WHAT YOU ARE ASKED TO DO: With the pictures excluded, retype the records that follow exactly.

MATERIAL TO PROCESS:

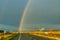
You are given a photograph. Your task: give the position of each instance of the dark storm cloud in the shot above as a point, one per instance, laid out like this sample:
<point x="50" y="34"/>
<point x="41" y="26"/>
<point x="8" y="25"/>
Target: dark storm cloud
<point x="11" y="11"/>
<point x="46" y="13"/>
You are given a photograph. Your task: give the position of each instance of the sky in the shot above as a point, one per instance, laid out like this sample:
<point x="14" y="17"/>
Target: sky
<point x="42" y="14"/>
<point x="11" y="12"/>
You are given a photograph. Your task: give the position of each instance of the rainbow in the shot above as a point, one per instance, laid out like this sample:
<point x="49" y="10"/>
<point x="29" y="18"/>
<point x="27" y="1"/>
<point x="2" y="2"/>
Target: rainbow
<point x="23" y="15"/>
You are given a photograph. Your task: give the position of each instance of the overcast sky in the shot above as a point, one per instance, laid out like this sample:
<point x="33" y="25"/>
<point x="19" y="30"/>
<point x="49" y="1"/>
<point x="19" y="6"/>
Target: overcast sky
<point x="45" y="12"/>
<point x="10" y="12"/>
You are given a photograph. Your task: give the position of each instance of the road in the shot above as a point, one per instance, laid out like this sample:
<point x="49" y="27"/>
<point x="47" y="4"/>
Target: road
<point x="16" y="37"/>
<point x="32" y="37"/>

RESPONSE BELOW:
You are given a photograph. Your task: give the position of each instance of the dark storm cloud in the shot above as a point, one per instance, laid out like this sample:
<point x="50" y="34"/>
<point x="41" y="26"/>
<point x="8" y="25"/>
Target: dark storm cloud
<point x="11" y="11"/>
<point x="46" y="13"/>
You are given a photograph. Your task: give the position of each instance of the sky in the shot above as a point, one per instance, laid out like this sample:
<point x="14" y="17"/>
Target: sky
<point x="42" y="14"/>
<point x="11" y="12"/>
You are given a photograph. Your task: give the position of each instance of the rainbow in the shot above as a point, one per instance, laid out like this sample:
<point x="49" y="10"/>
<point x="29" y="18"/>
<point x="27" y="1"/>
<point x="2" y="2"/>
Target: rainbow
<point x="23" y="15"/>
You are given a photograph. Your task: give the position of each instance of the overcast sky in the shot above as a point, one per instance, laid out like this sample:
<point x="33" y="25"/>
<point x="19" y="30"/>
<point x="49" y="1"/>
<point x="19" y="6"/>
Target: overcast sky
<point x="45" y="12"/>
<point x="10" y="12"/>
You are given a photograph. Your task: give the position of each instance of the road in the shot above as a point, one per instance, laid out like this sample:
<point x="49" y="27"/>
<point x="47" y="4"/>
Target: road
<point x="16" y="37"/>
<point x="32" y="37"/>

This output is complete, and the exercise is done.